**TASK REQUIREMENTS**
Copy each of the following rows word for word.

──────────────────────────────

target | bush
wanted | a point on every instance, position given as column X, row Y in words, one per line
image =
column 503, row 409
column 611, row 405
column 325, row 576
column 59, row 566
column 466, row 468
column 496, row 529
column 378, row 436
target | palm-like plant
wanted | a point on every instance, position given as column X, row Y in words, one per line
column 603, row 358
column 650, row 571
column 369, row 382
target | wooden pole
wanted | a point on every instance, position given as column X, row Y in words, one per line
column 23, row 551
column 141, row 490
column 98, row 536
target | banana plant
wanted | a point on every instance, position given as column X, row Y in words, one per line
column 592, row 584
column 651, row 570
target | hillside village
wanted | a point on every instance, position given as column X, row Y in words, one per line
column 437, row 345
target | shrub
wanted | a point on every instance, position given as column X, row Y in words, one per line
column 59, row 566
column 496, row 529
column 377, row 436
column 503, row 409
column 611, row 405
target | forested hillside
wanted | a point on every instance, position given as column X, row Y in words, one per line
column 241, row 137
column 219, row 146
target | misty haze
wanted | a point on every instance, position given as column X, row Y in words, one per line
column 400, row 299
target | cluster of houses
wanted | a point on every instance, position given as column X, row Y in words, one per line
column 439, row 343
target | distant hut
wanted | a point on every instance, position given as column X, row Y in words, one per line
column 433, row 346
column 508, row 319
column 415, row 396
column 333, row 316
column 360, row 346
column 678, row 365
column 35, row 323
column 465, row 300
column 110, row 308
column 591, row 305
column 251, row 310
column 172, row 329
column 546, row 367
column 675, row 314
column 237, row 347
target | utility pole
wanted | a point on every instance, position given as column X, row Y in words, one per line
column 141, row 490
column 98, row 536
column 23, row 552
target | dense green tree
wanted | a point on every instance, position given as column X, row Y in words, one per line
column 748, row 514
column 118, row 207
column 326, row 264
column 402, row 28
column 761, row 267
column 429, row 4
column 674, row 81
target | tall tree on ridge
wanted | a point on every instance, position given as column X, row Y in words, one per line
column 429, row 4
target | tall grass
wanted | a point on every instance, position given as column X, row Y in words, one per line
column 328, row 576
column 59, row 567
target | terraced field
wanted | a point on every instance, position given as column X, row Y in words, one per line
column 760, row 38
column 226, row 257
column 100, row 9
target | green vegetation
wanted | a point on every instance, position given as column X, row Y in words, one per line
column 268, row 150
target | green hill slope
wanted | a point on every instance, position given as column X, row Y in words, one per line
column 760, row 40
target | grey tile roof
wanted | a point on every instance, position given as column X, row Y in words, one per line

──────────────────────────────

**SOLUTION FOR THIS EXERCISE**
target | bush
wanted | a point on every instance, position given as column X, row Y in words, one per line
image =
column 503, row 409
column 611, row 405
column 325, row 576
column 59, row 566
column 466, row 468
column 496, row 529
column 378, row 436
target | palm-like plant
wanted | a point on every instance, position given as column X, row Y in words, one per line
column 603, row 358
column 650, row 571
column 369, row 382
target | wooden pole
wanted | a point on every instance, position given as column X, row Y in words, one per line
column 23, row 551
column 141, row 490
column 98, row 536
target | banana plant
wanted | a point on every instance, position given as column X, row Y in words, one per line
column 592, row 584
column 651, row 570
target | hillside village
wanted | a point on every instance, position given as column X, row Y in words, one per line
column 437, row 345
target | shrub
wanted | a point on every instance, position given as column X, row Y in words, one per line
column 59, row 566
column 496, row 529
column 377, row 436
column 503, row 409
column 611, row 405
target | forested hillside
wanted | a point on every instance, position given as column X, row Y in words, one per line
column 241, row 137
column 219, row 146
target | misty haze
wanted | a point on every instance, position given as column X, row Y in words, one per line
column 400, row 299
target | cluster of houses
wanted | a point on every instance, position given as column X, row Y in words, one per line
column 439, row 343
target | distant hut
wanted | a point on every instance, position given as column X, row Y in words, one per line
column 433, row 346
column 508, row 319
column 415, row 396
column 333, row 316
column 360, row 346
column 678, row 365
column 35, row 323
column 465, row 300
column 110, row 308
column 591, row 305
column 251, row 310
column 172, row 329
column 546, row 367
column 675, row 314
column 237, row 347
target | utility pole
wanted | a point on every instance, position given as column X, row Y in words, one per line
column 141, row 490
column 98, row 536
column 23, row 552
target | dense green tree
wanted | a point on every instance, position given as column X, row Y in words, one per line
column 748, row 514
column 118, row 207
column 326, row 264
column 402, row 28
column 761, row 267
column 429, row 4
column 674, row 81
target | tall tree on ridge
wanted | a point on every instance, position given as column X, row Y in words, one per line
column 429, row 4
target | tall grass
wanted | a point on every instance, position given as column X, row Y in words, one per line
column 328, row 576
column 59, row 567
target | terraced field
wanted | a point on every instance, position given as column X, row Y in words, one per line
column 760, row 38
column 226, row 257
column 100, row 9
target | green vegetation
wanted | a point on every instance, position given as column X, row Y in words, one per line
column 268, row 150
target | green hill slope
wanted | a point on every instance, position given as column X, row Y in words, one per line
column 760, row 40
target | grey tile roof
wanted | a point on every instance, position given as column X, row Y in words, one per line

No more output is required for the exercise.